(Collected data)
☆ ☆ ☆ ☆

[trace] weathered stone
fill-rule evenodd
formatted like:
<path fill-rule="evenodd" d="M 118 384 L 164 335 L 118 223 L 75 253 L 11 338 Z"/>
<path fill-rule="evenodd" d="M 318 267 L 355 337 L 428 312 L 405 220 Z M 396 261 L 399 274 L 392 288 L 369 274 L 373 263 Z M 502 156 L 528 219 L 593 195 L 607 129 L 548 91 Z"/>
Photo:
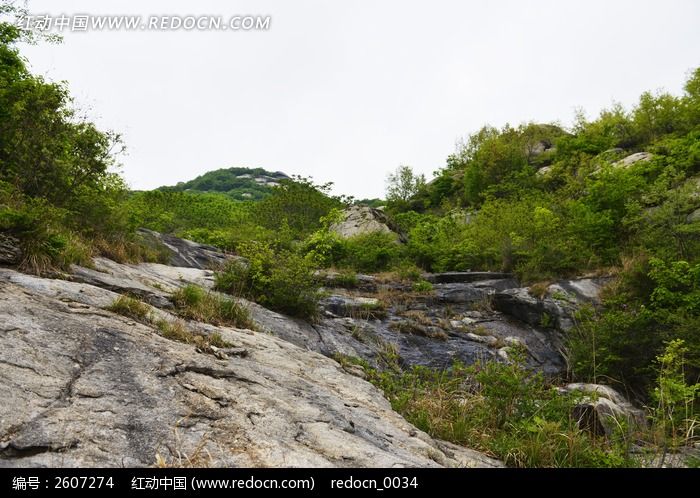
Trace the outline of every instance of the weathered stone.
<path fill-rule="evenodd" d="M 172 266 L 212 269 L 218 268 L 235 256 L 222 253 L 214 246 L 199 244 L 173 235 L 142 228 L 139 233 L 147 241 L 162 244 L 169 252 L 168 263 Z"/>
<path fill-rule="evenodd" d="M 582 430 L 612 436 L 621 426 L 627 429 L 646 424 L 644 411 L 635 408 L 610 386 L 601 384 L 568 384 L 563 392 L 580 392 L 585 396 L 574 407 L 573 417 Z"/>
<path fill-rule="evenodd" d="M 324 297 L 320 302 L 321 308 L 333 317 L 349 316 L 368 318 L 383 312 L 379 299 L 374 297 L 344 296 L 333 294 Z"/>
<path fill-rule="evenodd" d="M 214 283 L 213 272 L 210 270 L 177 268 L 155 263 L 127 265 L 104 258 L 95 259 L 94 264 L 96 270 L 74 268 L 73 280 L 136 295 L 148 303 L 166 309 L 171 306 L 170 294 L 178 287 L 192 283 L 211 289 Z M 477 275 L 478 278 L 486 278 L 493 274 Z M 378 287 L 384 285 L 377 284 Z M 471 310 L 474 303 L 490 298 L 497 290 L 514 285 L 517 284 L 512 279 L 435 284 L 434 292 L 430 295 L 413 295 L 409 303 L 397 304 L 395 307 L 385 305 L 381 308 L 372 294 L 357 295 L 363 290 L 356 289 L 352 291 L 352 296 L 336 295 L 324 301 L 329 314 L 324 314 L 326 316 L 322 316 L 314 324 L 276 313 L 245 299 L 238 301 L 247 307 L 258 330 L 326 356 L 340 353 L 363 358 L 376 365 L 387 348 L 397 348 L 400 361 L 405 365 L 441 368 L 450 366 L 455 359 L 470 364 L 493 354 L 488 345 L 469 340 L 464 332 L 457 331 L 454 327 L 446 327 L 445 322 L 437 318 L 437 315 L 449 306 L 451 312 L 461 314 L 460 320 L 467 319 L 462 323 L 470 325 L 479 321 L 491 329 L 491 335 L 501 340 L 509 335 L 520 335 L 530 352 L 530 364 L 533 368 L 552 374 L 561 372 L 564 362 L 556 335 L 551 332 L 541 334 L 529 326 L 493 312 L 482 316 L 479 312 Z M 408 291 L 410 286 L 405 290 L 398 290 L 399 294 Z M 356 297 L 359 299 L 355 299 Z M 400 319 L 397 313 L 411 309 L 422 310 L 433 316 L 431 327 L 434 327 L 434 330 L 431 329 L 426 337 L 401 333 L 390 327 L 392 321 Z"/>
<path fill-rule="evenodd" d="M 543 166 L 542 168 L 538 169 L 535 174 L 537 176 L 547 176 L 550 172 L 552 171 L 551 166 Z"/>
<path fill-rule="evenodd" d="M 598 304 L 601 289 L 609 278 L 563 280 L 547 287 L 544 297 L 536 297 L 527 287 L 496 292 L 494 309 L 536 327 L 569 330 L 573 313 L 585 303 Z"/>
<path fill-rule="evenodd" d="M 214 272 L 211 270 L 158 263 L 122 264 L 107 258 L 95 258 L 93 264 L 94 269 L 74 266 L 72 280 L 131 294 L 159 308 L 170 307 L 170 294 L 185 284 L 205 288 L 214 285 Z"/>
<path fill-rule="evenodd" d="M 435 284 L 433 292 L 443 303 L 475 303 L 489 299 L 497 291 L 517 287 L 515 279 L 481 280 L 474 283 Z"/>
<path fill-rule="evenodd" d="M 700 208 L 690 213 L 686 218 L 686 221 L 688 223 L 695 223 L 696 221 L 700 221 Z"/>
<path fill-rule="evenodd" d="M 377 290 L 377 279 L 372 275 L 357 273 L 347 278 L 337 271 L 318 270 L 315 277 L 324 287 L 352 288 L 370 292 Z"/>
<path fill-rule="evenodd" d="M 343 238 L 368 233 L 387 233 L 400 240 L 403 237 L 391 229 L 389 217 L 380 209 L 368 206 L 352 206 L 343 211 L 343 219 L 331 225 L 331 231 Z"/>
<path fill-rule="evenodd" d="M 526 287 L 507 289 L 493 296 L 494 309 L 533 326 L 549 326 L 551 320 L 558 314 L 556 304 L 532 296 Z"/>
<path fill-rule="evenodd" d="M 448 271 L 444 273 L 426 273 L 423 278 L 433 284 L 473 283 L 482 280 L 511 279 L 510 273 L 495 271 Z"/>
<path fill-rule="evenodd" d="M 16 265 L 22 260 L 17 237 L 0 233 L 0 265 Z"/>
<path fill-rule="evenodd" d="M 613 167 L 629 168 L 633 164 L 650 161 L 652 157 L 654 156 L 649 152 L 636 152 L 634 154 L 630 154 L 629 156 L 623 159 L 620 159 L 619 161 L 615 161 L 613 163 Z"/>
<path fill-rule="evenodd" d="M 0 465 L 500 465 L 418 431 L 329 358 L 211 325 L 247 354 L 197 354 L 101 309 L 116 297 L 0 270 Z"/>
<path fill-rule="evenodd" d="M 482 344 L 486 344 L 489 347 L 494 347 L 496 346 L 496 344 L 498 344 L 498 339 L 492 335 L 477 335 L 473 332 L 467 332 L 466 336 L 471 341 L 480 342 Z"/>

☆ ☆ ☆ ☆

■ **To do**
Filter the records down to the lines that contain the string "stone", and copy those lines.

■ **Task output**
[trace] weathered stone
Trace the outline of every instance of the weathered stone.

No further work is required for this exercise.